EXCERPTED TEXT:
★ ★ ★ ★ ★ ★ ★
It’s that time of the year again! The time right after open enrollment between Christmas and New Year’s when the “WIMW2” questions begin. This is followed up by “IHRMW2” in mid-February, and then with “YDWETWAYGTDAI” sometime in March with some stragglers in April.

To clarify, that’s “Where is my W2?”, “I haven’t received my W2”, and “You didn’t withhold enough taxes. What are you going to do about it?”

I am my own chatbot so I get to answer these questions directly and repeatedly. Some folks call me or email me daily to ask the same question. As patiently and politely as I can, I explain the W2s are not available yet since (as of the time of this entry) we are still in the current year for those W2s. I then explain that they will be available by the required deadline of January 31st but that sometimes, they are available earlier. I pinky promise that I will mail them as soon as I receive them and remind everyone they will be available through employee self-service.

In early January, I review the list of anyone who claimed tax exempt for the prior year and send them a communication letting them know they must update their W4 form before February 15th.

Around mid-February, my incoming mail increases with returned W2s concurrent with the calls from folks who’ve moved but forgot to update their mailing address. For others, they insist “Well, you sent it to the wrong address” as if I had any way of knowing they moved. I get it. We don’t always remember to update HR about these things, especially if someone has moved on from the employer. I provide the self-service information for quickest access and repeat the process as needed.
★ ★ ★ ★ ★ ★ ★
(Point-per-instance localization data)
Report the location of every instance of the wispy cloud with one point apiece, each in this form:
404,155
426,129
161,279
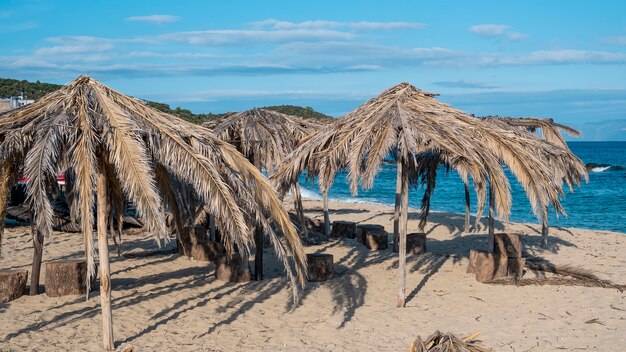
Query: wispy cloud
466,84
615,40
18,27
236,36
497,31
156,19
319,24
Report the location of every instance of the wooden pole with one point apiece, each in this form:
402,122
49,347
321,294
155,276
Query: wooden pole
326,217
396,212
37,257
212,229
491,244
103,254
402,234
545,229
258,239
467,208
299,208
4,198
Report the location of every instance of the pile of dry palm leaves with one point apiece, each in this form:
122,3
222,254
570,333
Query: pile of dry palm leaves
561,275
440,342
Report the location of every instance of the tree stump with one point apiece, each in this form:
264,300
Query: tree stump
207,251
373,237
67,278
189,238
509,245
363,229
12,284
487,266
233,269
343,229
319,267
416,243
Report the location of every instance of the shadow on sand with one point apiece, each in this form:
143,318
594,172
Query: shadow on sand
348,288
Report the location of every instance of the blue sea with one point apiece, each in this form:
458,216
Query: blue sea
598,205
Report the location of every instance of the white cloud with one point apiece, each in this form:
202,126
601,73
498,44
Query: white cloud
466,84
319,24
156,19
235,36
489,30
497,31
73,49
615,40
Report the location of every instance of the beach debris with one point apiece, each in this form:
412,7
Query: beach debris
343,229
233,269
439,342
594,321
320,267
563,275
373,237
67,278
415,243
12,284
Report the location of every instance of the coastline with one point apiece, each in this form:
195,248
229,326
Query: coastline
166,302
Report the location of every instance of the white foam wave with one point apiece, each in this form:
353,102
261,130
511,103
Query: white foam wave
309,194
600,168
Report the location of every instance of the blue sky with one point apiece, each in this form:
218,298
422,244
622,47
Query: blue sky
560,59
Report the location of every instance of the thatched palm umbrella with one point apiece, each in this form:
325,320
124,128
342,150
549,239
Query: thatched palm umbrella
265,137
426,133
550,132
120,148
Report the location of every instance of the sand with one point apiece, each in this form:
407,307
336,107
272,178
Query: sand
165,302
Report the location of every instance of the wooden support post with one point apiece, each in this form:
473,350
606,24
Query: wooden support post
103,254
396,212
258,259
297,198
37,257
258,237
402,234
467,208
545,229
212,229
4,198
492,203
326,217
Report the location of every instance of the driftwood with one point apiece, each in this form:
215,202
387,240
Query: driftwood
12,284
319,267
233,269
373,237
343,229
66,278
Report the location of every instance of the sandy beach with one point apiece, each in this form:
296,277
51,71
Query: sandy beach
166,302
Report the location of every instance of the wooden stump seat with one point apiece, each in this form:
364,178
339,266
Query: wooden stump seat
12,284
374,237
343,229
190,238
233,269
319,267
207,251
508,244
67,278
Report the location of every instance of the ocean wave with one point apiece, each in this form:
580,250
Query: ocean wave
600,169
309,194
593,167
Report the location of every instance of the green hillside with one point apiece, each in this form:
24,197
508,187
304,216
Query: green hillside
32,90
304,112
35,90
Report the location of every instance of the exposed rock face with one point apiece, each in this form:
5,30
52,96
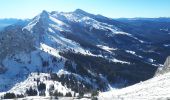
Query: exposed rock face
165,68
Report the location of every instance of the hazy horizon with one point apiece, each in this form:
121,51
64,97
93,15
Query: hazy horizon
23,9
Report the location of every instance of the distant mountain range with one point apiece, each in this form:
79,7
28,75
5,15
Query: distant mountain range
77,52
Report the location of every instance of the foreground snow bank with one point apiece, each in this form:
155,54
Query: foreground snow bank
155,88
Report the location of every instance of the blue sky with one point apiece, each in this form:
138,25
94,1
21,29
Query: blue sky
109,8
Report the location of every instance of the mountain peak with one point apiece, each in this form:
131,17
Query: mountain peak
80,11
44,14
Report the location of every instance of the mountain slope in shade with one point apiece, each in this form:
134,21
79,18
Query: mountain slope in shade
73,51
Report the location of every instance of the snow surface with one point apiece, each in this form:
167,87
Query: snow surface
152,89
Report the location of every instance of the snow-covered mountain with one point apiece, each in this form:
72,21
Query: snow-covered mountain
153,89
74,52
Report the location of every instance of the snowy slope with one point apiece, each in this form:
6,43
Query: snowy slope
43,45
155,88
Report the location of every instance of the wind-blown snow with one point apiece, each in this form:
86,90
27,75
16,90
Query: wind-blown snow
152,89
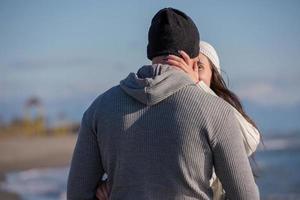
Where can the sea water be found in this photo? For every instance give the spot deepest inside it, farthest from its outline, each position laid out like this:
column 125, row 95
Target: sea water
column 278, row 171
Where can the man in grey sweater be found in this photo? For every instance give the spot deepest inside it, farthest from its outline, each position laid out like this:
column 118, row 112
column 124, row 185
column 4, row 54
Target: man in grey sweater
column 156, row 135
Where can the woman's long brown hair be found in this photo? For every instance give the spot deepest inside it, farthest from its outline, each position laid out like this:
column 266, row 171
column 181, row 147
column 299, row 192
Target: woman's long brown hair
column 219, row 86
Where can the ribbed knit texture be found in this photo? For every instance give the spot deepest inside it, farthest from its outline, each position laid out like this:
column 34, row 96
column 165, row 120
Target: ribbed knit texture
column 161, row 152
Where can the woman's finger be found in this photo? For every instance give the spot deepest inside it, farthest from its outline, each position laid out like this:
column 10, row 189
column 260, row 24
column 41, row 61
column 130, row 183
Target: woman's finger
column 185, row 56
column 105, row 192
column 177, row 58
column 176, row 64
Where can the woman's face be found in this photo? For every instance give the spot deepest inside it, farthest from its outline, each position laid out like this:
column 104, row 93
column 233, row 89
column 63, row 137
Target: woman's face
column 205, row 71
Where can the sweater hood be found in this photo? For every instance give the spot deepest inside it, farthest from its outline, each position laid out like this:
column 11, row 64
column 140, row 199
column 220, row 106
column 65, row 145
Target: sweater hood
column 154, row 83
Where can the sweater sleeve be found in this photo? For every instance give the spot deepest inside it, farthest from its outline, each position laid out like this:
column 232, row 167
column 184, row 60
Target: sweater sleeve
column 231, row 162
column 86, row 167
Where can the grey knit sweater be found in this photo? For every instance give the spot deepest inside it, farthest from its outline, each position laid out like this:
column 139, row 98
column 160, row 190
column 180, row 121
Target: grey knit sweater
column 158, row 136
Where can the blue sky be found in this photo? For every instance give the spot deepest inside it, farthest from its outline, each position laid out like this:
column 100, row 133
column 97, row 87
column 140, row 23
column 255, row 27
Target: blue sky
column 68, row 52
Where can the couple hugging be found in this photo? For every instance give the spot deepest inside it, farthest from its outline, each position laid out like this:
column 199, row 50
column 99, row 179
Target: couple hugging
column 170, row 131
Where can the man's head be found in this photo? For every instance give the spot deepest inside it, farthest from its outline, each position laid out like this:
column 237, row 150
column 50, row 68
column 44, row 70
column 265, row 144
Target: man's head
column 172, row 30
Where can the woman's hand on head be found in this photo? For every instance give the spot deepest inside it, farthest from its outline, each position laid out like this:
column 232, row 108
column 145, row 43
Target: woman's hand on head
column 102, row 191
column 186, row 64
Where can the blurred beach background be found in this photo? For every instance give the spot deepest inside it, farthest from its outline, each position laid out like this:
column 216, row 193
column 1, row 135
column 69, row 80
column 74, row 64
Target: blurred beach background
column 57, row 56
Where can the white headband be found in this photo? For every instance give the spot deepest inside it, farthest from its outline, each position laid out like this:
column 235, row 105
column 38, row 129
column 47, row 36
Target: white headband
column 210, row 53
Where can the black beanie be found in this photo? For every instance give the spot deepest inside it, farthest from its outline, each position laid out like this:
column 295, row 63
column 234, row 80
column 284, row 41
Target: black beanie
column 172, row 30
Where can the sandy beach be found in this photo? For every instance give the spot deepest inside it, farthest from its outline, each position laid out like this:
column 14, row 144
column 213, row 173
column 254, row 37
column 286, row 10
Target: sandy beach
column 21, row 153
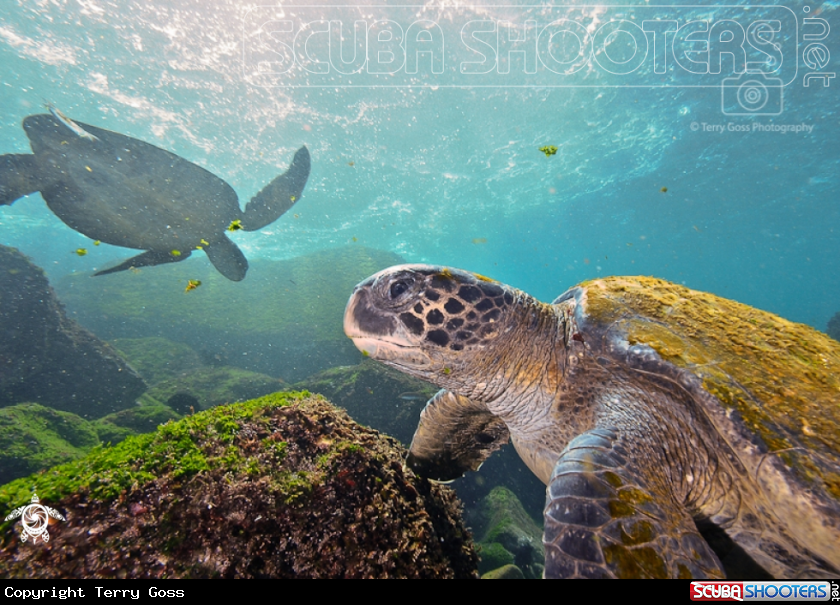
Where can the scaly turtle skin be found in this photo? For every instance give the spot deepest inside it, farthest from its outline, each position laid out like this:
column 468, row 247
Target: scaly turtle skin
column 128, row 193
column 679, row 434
★ ★ ★ ★ ★ ★ ★
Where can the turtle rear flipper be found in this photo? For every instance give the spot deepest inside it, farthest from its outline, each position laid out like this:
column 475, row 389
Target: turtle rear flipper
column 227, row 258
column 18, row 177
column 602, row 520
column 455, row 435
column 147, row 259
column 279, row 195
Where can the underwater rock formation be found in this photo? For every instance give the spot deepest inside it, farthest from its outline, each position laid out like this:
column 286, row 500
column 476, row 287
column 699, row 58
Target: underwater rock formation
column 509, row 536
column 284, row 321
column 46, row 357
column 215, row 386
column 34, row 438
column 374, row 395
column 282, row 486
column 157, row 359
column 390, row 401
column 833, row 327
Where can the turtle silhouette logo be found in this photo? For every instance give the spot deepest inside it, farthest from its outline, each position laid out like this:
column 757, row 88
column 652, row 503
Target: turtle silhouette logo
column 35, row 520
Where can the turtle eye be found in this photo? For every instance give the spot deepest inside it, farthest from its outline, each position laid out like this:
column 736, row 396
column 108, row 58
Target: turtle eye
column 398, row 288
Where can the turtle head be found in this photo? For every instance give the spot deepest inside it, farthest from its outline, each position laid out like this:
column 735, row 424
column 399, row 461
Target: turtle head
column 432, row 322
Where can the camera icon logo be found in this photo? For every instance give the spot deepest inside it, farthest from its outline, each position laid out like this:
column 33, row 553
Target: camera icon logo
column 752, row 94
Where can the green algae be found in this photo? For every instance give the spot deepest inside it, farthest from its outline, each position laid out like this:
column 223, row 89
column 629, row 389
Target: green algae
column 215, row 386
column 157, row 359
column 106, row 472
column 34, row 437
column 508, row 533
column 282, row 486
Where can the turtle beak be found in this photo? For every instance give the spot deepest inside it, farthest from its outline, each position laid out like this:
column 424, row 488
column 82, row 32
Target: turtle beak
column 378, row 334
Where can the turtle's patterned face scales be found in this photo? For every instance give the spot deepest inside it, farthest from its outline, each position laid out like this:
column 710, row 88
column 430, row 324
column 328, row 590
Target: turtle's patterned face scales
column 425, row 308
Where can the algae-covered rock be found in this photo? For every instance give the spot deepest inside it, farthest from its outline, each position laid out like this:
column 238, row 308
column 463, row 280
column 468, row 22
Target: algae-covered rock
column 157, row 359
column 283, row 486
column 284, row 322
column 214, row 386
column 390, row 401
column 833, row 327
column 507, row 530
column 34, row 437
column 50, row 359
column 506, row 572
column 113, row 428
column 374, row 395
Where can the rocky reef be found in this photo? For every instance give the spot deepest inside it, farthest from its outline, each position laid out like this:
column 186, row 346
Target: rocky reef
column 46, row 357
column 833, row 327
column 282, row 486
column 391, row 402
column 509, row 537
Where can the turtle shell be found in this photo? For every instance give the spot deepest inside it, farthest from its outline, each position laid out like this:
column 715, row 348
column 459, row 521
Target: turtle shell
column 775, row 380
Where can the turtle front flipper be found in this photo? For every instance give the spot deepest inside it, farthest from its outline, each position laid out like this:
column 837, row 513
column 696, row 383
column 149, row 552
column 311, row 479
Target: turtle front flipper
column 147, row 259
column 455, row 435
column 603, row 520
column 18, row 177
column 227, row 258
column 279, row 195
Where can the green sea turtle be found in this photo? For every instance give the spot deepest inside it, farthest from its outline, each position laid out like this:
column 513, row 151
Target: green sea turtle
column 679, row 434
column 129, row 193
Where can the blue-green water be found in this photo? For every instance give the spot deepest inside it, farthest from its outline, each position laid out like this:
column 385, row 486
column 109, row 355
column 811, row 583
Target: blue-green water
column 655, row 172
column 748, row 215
★ ★ ★ ★ ★ ★ ★
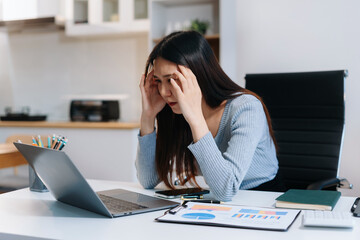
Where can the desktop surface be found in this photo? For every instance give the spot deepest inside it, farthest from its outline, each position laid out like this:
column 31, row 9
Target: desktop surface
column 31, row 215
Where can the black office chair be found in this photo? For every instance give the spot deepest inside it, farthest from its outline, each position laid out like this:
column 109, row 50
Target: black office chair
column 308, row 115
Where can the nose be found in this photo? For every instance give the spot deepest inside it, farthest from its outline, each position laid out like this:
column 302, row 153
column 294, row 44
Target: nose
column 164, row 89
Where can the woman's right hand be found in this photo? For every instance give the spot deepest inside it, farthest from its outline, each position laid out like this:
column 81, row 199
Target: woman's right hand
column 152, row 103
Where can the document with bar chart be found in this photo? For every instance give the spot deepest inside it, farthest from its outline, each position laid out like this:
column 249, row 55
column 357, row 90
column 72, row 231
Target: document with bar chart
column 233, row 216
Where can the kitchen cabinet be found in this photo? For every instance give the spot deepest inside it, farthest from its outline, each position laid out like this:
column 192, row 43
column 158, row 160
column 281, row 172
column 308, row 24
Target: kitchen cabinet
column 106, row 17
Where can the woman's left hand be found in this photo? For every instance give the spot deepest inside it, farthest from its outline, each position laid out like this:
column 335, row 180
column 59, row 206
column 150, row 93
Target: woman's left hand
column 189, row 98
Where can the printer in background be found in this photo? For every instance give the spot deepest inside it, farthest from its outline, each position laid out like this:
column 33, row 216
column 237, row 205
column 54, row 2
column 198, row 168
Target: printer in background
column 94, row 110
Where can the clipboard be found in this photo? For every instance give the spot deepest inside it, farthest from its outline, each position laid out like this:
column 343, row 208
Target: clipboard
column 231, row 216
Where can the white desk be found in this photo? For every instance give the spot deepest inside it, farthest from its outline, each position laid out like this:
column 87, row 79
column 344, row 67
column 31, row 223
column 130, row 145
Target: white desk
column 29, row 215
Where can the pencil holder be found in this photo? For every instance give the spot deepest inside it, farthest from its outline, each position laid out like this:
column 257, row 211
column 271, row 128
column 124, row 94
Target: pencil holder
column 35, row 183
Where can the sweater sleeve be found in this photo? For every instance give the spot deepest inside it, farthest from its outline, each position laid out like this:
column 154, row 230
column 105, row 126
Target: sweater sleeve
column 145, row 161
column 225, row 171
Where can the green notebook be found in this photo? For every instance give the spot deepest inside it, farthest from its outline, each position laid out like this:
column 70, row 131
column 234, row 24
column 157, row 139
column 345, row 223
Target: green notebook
★ ★ ★ ★ ★ ★ ★
WHAT YOU WILL DO:
a) In the text about W2 season, what is the required deadline for W2s to be available?
b) Carry on writing the text about W2 season from the point where it stops.

EXERCISE RESULTS:
a) January 31st.

b)
In March and April, it’s not uncommon to field calls from frustrated folks who are surprised by the results for their tax returns. I don’t take the “You didn’t withhold enough taxes. What are you going to do about it?” question personally. The usual reasons behind the issues are: claiming tax exempt, claiming too many deductions for the household, or not updating the tax withholding after a life event. I do my best to explain there is nothing I can do about it at this time but encourage them to use the IRS Tax Withholding Estimator or contact a tax advisor for recommendations on adjustments to their W4 (and state forms as applicable) going forward.

I remind myself this is a stressful time for many. No one likes bad surprises, especially when it comes to money. With changes to tax brackets and the uniqueness of everyone’s situations, there is not much tangible help I can provide (or should since I’m not a trained tax advisor). What I can do is listen and respond empathetically, even when it’s challenging.


What are your highlights during 1st quarter each year?